**Text segment:**
-- -- --

Saturday 12 November 2016

The Two of Us



I’m doing it for both of us, because this is how we must go: muffled, blinkered and blind, empty of knowledge, fearless, deaf to warnings and ignorant of history. You and I, the two of us, moving on, but also going back to where everyone has been before. There, at the very start, is no story at all, but a beginning from which everything will unfold.
Reading the Giller Prize longlist is always a treasure hunt: sometimes I'm blown away by writers I've never encountered before (and am always shocked when my favourites don't become finalists for Canada's richest literary award), and sometimes I read books that make me groan and think, “Well, that's an unsatisfying read, but zeitgeisty enough to go through”. The Two of Us marks the second time that I've been prompted to read a collection of Kathy Page's short stories (her Paradise and Elsewhere made the longlist in 2014), and her work represents a third category: those books that might not win awards but that I think everyone should pick up nonetheless. Page's writing is precise and compelling, and when these little tales take dark turns, the situations feel inevitable and genuine; these are the tragedies we stare down every day. 

As the title suggests, these stories concentrate on pairs of people (the quote I opened with is an expectant mother talking to her unborn child from the title story), and relationships are often brought into focus by some third character, not necessarily another person. Some of my favourites: in The House on Manor Close, three daughters recount their individual relationships with their parents (“Your mum's crazy, you know”) and the garden that drains all their time and attention; in The Right Thing to Say, a married couple is under strain as they await the results of genetic testing; in It is July Now, a woman in an unnamed Communist-type country must play host to a visiting lecturer and local customs impede friendship; in Open Watera swimming coach (and eventually his wife as well) allow their lives to be taken over by a young athlete with Olympic potential. 

In The Perfect Day, an adult woman takes her elderly parents on a field trip, and as her father is now nearly helpless and in care, the lifelong family dynamics are brought into sharper focus as the woman must navigate her father's needs and her mother's impatience. There's a scene near the end when the mother and daughter argue over whether or not to remove the old man's sweater (yes, he asked for it, but it's cutting off circulation to his hands now), and when they are driving back home, the mother leans forward to tell her that this had been a perfect day. The daughter thinks:

Nip, tuck. Omit, forget. I should do the same but have never had the gift. Birds dart in front of the car. Drifts of blossom carpet the road. And knowing that Mum, too, wants to improve upon our shared reality is no small thing. The May colours brighten, waver and spill over as I tell her: yes, it was.

-- -- --

**Your assignment:**
In the review, what results is the married couple in "The Right Thing to Say" waiting for?

Stored data:
-- -- --

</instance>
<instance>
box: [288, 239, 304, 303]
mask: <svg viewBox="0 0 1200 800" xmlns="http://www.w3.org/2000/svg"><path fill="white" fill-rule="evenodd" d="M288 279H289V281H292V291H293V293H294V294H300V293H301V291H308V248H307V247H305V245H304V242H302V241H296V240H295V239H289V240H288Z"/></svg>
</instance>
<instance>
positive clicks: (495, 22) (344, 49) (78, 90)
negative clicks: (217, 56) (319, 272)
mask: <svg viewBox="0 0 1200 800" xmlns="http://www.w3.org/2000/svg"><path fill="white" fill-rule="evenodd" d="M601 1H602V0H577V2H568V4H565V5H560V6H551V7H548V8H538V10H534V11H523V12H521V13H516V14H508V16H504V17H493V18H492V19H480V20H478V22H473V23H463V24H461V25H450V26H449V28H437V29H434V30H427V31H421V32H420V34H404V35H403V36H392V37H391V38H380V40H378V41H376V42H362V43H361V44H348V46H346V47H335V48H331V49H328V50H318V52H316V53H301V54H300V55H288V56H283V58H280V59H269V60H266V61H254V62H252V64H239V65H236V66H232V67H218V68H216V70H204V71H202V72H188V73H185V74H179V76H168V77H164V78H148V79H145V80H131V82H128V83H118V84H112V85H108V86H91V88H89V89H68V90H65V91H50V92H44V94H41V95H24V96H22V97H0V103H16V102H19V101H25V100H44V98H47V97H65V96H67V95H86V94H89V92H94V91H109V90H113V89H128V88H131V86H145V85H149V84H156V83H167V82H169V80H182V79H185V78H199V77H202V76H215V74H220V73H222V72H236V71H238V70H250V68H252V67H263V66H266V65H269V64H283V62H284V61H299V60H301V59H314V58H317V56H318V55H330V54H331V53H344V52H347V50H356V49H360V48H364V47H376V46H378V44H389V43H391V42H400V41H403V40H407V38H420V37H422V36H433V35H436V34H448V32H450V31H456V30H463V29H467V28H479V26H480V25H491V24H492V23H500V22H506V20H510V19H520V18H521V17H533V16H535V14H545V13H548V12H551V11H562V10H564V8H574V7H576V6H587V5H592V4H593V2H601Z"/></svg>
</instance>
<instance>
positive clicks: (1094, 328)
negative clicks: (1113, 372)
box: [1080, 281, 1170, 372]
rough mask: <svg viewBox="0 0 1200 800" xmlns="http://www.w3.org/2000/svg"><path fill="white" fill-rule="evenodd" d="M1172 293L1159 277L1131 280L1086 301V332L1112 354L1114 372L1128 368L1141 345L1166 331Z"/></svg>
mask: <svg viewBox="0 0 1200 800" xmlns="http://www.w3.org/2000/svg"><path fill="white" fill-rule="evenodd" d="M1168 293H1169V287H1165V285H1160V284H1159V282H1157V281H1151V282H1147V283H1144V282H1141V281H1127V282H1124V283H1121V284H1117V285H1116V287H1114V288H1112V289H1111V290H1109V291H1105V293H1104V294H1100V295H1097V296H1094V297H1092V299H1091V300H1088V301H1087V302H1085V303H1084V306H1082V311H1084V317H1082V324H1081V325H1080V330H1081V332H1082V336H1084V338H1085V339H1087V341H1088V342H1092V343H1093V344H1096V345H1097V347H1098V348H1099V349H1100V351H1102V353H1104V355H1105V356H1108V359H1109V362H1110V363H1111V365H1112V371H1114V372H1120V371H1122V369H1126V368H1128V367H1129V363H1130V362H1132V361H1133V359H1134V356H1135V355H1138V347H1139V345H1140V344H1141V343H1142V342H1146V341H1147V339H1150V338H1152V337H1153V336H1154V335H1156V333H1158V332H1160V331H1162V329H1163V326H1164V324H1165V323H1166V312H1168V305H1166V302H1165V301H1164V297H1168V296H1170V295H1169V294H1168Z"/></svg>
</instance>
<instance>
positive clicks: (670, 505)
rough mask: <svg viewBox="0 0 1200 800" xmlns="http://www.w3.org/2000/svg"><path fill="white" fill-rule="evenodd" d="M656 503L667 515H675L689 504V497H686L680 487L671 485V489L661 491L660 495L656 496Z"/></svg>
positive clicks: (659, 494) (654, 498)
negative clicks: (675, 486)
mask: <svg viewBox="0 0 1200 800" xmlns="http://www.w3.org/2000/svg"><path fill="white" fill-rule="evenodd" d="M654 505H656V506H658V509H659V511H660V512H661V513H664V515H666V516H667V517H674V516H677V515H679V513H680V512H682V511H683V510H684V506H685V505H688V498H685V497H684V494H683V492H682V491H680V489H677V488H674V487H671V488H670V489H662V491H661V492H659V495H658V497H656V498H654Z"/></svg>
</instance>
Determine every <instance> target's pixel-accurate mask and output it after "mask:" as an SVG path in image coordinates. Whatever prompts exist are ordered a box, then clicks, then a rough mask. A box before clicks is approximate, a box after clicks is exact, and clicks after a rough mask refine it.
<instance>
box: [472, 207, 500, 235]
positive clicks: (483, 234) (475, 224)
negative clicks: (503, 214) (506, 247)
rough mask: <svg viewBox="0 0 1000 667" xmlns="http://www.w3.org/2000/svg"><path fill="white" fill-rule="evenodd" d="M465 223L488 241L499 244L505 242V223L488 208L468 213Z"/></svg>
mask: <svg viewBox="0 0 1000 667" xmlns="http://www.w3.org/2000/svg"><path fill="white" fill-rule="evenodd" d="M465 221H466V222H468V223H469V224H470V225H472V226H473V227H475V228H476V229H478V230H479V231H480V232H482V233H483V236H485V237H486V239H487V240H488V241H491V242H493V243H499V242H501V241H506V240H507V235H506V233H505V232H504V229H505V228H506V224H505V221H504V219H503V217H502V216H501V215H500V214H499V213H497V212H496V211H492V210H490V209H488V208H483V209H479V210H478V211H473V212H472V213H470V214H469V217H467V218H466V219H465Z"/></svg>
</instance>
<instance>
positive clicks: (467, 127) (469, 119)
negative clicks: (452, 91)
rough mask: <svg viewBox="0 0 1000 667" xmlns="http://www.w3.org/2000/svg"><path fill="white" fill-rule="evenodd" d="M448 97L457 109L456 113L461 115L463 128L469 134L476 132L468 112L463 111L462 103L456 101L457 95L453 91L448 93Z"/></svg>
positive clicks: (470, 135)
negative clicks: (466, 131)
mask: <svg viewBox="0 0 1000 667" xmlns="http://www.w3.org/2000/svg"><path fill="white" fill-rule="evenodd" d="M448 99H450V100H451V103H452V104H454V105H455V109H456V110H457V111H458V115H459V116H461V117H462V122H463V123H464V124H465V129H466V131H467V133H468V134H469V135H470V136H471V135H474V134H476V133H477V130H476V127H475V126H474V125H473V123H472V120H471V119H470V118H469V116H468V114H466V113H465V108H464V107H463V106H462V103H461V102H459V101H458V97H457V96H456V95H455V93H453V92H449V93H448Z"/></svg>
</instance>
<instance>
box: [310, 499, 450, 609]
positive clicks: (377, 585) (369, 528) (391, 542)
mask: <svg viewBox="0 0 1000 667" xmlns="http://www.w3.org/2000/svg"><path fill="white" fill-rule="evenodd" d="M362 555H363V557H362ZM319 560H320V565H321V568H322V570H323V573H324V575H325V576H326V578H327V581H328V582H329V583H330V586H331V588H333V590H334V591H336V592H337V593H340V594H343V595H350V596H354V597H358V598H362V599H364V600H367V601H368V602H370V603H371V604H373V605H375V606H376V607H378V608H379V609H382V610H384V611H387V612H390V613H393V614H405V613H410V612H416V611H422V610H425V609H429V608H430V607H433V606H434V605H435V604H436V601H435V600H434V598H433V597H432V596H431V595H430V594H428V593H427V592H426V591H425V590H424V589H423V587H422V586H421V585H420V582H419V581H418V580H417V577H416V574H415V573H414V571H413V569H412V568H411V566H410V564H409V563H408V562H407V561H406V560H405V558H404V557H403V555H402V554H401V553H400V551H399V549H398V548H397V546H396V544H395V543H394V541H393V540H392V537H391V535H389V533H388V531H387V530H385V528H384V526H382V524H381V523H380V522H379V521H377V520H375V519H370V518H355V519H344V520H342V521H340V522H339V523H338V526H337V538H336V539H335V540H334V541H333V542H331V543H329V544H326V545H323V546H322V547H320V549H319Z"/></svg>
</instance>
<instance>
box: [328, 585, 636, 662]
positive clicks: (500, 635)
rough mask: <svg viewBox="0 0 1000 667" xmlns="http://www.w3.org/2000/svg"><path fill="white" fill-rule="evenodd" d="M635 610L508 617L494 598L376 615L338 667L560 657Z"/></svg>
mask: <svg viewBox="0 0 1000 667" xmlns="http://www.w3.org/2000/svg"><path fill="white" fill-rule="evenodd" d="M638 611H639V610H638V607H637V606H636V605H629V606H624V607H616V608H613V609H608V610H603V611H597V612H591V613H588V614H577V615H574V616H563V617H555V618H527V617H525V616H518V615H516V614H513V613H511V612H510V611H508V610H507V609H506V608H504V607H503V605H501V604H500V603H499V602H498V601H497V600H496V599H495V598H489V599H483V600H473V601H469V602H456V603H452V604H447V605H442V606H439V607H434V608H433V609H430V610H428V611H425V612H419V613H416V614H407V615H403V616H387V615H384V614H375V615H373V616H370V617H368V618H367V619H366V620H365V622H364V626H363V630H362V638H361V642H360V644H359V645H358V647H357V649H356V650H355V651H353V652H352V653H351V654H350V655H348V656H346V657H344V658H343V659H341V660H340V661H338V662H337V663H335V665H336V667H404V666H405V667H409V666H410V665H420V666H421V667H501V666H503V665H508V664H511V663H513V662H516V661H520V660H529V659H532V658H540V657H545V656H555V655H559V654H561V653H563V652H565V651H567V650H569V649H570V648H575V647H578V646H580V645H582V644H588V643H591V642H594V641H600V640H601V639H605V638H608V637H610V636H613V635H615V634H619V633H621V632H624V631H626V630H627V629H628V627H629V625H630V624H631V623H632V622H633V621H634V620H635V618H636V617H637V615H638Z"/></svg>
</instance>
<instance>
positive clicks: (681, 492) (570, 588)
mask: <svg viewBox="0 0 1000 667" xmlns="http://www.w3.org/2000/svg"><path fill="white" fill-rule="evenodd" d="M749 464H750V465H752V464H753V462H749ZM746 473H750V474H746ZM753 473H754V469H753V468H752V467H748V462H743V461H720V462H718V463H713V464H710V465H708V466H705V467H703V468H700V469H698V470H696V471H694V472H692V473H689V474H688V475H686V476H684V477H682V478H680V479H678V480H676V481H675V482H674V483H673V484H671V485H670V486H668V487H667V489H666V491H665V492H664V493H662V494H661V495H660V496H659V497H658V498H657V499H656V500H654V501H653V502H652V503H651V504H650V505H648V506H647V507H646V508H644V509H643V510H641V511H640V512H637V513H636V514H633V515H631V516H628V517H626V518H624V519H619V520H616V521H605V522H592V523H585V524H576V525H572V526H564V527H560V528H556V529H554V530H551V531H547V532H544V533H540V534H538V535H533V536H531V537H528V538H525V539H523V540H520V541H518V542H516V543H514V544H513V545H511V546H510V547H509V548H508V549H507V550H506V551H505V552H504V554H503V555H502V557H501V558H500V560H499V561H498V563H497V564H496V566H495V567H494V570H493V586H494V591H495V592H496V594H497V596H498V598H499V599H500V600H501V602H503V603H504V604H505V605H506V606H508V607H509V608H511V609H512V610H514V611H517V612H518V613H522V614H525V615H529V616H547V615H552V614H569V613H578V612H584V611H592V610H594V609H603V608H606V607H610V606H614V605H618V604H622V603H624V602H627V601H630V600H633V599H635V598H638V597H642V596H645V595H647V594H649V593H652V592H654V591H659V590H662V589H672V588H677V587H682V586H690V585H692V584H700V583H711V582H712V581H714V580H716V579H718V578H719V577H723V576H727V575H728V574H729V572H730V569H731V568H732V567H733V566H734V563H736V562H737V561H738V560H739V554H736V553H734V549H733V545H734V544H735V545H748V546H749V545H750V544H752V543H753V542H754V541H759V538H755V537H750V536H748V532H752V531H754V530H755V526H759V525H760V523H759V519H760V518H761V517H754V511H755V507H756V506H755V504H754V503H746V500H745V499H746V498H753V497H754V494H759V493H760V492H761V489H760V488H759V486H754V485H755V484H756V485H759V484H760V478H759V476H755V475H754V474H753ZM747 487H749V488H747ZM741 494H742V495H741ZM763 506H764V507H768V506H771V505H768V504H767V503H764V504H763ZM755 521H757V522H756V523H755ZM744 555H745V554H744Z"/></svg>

-- -- --

**The answer:**
The results of genetic testing.